*Work required*
Write out the whole listing exactly.
==================================================
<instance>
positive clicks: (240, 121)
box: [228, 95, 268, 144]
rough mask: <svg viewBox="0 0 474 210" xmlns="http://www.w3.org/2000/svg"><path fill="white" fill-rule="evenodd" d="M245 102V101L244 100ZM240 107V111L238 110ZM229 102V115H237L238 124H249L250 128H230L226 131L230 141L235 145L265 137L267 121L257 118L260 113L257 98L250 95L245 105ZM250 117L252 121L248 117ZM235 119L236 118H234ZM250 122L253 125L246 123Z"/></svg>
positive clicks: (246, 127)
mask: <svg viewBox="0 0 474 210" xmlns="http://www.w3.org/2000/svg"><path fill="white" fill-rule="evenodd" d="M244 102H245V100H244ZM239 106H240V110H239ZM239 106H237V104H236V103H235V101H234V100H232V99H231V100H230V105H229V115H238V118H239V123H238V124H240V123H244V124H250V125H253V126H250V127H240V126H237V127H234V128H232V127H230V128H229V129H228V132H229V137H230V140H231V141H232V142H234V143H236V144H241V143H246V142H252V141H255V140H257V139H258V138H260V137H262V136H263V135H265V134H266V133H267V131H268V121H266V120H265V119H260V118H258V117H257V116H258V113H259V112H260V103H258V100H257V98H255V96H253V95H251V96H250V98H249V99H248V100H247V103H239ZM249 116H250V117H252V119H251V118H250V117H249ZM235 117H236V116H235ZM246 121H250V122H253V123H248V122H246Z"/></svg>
==================================================
*Task result*
<instance>
positive clicks: (240, 121)
box: [228, 95, 268, 144]
rough mask: <svg viewBox="0 0 474 210" xmlns="http://www.w3.org/2000/svg"><path fill="white" fill-rule="evenodd" d="M245 102V101L244 100ZM240 107V111L238 110ZM229 102V115H237L238 124H249L250 128H230L226 131L230 141L235 145L265 137L267 121L257 118L260 113L257 98L250 95L245 105ZM250 117L252 121L248 117ZM235 119L236 118H234ZM250 122L253 125L246 123Z"/></svg>
positive clicks: (246, 127)
mask: <svg viewBox="0 0 474 210" xmlns="http://www.w3.org/2000/svg"><path fill="white" fill-rule="evenodd" d="M244 102H245V100H244ZM239 106H240V110H239ZM239 106H237V104H236V103H235V101H234V100H232V99H231V100H230V105H229V115H238V118H239V123H238V124H240V123H244V124H250V125H253V126H250V127H240V126H237V127H234V128H232V127H230V128H229V129H228V132H229V137H230V140H231V141H232V142H234V143H236V144H241V143H246V142H252V141H255V140H257V139H258V138H260V137H262V136H263V135H265V134H266V133H267V131H268V121H266V120H265V119H260V118H258V117H257V116H258V113H259V112H260V103H258V100H257V98H255V96H253V95H251V96H250V98H249V99H248V100H247V103H239ZM249 116H250V117H252V119H251V118H250V117H249ZM235 117H236V116H235ZM246 121H250V122H253V123H248V122H246Z"/></svg>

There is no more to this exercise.